### Short task
Answer these questions using the trolling motor thread:
1. What thrust rating and model number does the first poster give for the motor?
2. To what did the first poster connect the motor to check that it was getting power?
3. What does Canoeman ask in reply?

### Source passage
Begin

# MotorGuide Trolling motor wont work



## topgun15v (Aug 24, 2011)

Fellas,

I just got a 41lb Thrust MotorGuide Trolling motor "Bill Dance" edition Model#BD1241T, and it wont run. They guy who gave it to me with the boat said it ran fine when he moved here 1year ago. I have never worked with electrical/trolling motors very much since this is my first one, however I hooked it up to my truck battery and i made sure it was at least getting power. Also, when I put it into gear (both forward and reverse) the switch made a tiny noise. I know the switch is getting power, but how do you tell if the switch is broke, or if it is the actual motor itself? Any help would be greatly appreciated.

Thanks, Ryan


----------



## Canoeman (Aug 25, 2011)

Does the "prop" spin freely?

End

### Data section
Begin

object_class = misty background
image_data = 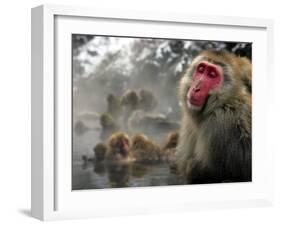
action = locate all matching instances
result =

End

### Solution for this task
1. 41 lb thrust, model BD1241T.
2. His truck battery.
3. Whether the prop spins freely.